* **INPUT ROWS**
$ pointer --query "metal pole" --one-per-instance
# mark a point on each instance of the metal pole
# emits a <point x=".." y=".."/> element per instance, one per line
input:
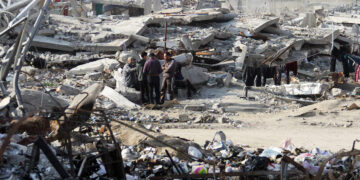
<point x="165" y="39"/>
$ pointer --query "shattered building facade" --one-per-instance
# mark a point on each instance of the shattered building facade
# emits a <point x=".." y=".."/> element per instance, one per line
<point x="261" y="71"/>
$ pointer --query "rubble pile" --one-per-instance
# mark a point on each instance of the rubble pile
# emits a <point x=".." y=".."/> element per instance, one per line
<point x="67" y="113"/>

* **INSTRUCTIONS FOR THE TASK**
Rewrite every line of the material above, including the command and comment lines, and add -63 to each x and y coordinate in the points. Leave out the picture line.

* **COMPLETE ANSWER**
$ pointer --query "metal pole" --one-per-instance
# mark a point on each instance of the metal pole
# emits a <point x=".." y=".."/> element per instance, one per line
input:
<point x="102" y="-24"/>
$ pointer --query "shattered building facade" --one-per-instance
# mark a point on each instance of the shattered building facade
# emits a <point x=".." y=".."/> element per instance, one per line
<point x="198" y="8"/>
$ pointer --query "rubble pile" --one-per-instance
# mark a point on each instance of the rubble pile
# emits a <point x=".." y=".."/> element per instance, one per line
<point x="4" y="50"/>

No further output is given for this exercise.